### [Work instructions]
Give back the data below exactly, with every line kept the same.

### [Source material]
##############################
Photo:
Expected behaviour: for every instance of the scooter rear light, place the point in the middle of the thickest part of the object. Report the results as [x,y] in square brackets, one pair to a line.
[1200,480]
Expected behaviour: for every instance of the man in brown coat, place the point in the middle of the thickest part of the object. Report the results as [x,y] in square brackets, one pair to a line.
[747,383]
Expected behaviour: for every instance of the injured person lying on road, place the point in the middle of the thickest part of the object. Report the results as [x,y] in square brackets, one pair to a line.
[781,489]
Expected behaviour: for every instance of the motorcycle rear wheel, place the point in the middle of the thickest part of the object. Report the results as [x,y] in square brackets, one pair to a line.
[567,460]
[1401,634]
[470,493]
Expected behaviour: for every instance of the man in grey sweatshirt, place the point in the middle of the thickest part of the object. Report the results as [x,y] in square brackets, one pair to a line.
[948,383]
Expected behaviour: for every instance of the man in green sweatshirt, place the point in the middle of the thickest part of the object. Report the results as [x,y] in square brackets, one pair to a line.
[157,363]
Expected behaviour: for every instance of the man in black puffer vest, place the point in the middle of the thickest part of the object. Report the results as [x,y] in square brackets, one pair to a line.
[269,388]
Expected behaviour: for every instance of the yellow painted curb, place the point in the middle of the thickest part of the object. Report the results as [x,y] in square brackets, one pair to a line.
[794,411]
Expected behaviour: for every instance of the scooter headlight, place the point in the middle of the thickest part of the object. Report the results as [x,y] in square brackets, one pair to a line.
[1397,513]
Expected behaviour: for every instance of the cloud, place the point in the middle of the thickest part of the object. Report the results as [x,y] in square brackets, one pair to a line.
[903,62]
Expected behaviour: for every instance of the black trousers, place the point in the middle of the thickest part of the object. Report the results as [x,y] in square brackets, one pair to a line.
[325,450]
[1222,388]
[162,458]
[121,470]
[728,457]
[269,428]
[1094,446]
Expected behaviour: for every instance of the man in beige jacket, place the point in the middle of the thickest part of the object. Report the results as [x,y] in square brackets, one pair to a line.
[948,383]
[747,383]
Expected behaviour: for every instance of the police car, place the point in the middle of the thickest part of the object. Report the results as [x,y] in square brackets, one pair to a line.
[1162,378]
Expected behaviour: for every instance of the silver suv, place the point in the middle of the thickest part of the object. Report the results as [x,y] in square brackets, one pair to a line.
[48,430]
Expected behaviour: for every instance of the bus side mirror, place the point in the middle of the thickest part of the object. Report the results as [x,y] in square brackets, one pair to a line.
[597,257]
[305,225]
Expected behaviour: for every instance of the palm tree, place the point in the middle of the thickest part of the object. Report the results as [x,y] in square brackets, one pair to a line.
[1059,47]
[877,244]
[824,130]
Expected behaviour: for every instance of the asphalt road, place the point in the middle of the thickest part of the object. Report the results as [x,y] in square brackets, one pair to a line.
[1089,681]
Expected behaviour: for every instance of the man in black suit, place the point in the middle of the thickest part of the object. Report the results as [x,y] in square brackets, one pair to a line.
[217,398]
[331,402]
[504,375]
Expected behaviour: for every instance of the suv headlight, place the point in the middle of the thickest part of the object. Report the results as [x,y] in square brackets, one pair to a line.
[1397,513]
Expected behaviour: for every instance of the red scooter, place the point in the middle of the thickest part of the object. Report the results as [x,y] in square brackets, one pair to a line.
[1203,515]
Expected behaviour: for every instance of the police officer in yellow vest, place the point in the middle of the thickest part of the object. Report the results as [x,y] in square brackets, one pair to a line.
##############################
### [Reply to the task]
Photo:
Expected behaviour: for every instance of the scooter rear light, place the point in the middle of the thickest part of the object. Report the results as [x,y] in square brackets, one pair to a line.
[1200,480]
Expected behaviour: for every instance of the man in brown coat, place the point in the middle of the thickest part of the object. Report the results as [x,y] in square brackets, one pair to a line.
[747,383]
Expected behaviour: for every instance of the injured person lying on road, place the point in the middle of the thickest part of the object. Report the results as [x,y] in square brackets, one pair to a line.
[781,489]
Expected behaviour: for every instance of the motorcycle rear wheel, place the point in the middle of the thickest part of the object. Report the results as [x,y] in square brackets, one pair to a line.
[567,460]
[1401,634]
[470,493]
Expected behaviour: for every instance of the man in grey sweatshirt, place the point in the middle of the thickest part of the object. Report the results as [x,y] in square brackets, one pair to a line.
[948,383]
Expected behaviour: for every instance of the man in green sweatshirt, place the point in the middle of the thickest part of the object. Report the results as [x,y] in square brackets, one pair to a line.
[157,363]
Expected behaviour: for every instance of the man in black puffer vest, place the point in the middle of the thickest part of the object. Report the results as [x,y] in square brackets, one pair to a line.
[269,388]
Expected behaviour: for every instance of the yellow painted curb, place the point in the middle of the thickest part of the object. Report the results as [x,y] in square brackets, one pair to a line.
[794,411]
Expected behaviour: for every instance of the scooter headlight, place the point in the middle of the thickest part of the object. Report the results as [x,y] in square brackets, one pair to a line.
[1397,513]
Expected behaviour: for every instance of the cloud, place the point in the middle of the thickest part of the object. Report the results as [x,y] in square brackets, one pair to a line.
[903,62]
Expected behaviour: for every instance of the black trousers, place the point in the middle of the thickest part of the object. Report the results as [x,y] in square brackets, one pair to a line.
[325,450]
[1222,388]
[162,458]
[121,470]
[728,457]
[269,428]
[1094,446]
Expected behaviour: for every instance of the man in beige jacket, place the point in the middle of the thickest part of the object. Report the results as [x,y] in square brackets, one pair to a line.
[948,383]
[747,383]
Expected behaviour: for every instance of the police car, place the point in the middle of the thickest part of the object. Report the results as [x,y] in square brackets, one pair to a line.
[1162,378]
Expected behaviour: for every instance of the silver suv, place the point in the middle of the thickest part of the object. Report the results as [x,y] in square brackets, one pair to a line.
[48,430]
Expected behaviour: for every instance of the bus side mirror, place the point in the middle of the thickest part of the object. Report the results as [x,y] in square brackets, one pair to a line.
[597,257]
[305,225]
Expected behaviour: for every instance of the palm tree, place the point in the middle of the thickest part of the object. Report the results as [x,y] in square brackets, one pair to a line.
[1059,47]
[877,244]
[824,130]
Expected behaviour: for every instance of the asphalt road, place the point in the middle of the thickest part of the object. Report the results as [x,y] in square brackets, one pair to a line.
[1089,681]
Expected behaviour: for every instance of the man in black suit, place the point in the middle of the thickest part of the object. Report the results as [x,y] in square brackets, one pair to a line.
[217,398]
[331,402]
[504,375]
Expected behaviour: for every instance of the suv headlight, place the point in the middle of the thickest part of the object. Report the results as [x,y] in square brackets, one pair to a line.
[1397,513]
Expected behaviour: for every instance of the red scooter, place the point in the middle of the thickest part of the object. Report the results as [x,y] in square brackets, one pair to a line.
[1203,515]
Expected behaviour: for every instance of the police officer in yellow vest, place the point in the middle of the thickest part of the object. Report the results as [x,y] in square brackets, one pair to a line.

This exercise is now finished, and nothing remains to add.